● Location labeling entries:
============

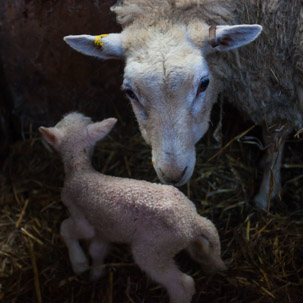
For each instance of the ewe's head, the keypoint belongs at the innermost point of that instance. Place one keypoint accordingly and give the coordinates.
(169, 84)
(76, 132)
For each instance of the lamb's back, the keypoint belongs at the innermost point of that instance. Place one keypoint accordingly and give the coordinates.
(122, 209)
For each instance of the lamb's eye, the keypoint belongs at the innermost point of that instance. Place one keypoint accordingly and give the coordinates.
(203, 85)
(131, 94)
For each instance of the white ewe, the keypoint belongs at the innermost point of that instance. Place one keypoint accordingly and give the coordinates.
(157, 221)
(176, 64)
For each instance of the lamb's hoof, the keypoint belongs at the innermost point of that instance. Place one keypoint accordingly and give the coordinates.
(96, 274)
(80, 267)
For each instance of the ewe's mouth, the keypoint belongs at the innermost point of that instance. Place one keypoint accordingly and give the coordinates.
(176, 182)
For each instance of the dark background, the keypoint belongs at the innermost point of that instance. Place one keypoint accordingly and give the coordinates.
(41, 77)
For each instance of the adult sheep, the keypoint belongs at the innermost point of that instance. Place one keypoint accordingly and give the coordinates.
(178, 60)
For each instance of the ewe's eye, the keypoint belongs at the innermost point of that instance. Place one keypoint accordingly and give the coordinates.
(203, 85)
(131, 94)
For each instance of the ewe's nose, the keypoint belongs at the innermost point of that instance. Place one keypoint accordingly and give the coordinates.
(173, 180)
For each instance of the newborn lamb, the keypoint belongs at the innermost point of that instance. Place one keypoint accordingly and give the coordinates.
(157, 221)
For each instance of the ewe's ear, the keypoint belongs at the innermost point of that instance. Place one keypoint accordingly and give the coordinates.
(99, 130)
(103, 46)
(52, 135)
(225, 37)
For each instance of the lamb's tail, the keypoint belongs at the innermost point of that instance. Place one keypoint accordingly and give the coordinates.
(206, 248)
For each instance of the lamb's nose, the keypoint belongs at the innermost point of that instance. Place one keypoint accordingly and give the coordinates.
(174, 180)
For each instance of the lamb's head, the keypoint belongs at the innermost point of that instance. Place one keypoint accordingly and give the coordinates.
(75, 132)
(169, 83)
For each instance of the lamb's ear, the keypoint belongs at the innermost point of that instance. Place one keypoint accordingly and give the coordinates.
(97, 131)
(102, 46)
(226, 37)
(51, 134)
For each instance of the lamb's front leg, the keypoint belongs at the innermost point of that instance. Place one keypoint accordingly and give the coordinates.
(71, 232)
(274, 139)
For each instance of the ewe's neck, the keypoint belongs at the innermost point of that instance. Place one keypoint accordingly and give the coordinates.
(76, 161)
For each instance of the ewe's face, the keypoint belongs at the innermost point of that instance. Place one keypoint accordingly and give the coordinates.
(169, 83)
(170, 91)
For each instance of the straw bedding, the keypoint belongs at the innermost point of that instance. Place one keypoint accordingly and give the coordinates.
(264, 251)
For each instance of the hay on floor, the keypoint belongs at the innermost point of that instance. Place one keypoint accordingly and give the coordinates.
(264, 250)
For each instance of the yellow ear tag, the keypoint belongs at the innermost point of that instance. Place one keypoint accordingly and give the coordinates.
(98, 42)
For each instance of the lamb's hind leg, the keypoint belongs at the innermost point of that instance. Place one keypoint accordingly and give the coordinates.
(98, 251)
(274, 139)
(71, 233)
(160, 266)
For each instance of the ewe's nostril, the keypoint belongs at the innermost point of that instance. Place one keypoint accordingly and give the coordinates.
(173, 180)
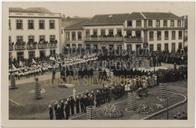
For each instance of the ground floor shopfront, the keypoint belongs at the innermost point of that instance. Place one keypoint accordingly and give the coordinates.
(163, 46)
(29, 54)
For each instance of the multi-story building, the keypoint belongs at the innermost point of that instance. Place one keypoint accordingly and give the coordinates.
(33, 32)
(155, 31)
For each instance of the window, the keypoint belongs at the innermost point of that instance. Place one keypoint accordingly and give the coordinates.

============

● Your instructions:
Can you write out the entries again, beginning at the line that has "For each instance of the lamb's hind" and stopping after the last line, with the requests unchanged and each answer's keypoint coordinates scaled by 1.85 and rounded to whole numbers, halves up? Leave the pictures out.

● Output below:
For each instance of the lamb's hind leg, the keypoint belongs at the innermost point of that instance. Place one keypoint accordingly and give the coordinates.
(181, 464)
(507, 257)
(131, 431)
(296, 492)
For each instance of the ewe's nostril, the keypoint belongs at the innermost point of that instance. Place one keypoint accordingly and give the coordinates.
(320, 333)
For each instance of the ground floor shopfront, the keypoint belongs at the innermost point of that instance. Place one keypoint accordingly and give the coordinates.
(302, 85)
(54, 100)
For each instance of the multi-story building, the keypoint belongs at the innermost point of that instance. Place one keypoint accordingly and give the coordinates.
(61, 59)
(287, 57)
For each instance of the window, the keypoint belongs at the innermost point of that instance. Place one keypoint accordingly and give the coordinates.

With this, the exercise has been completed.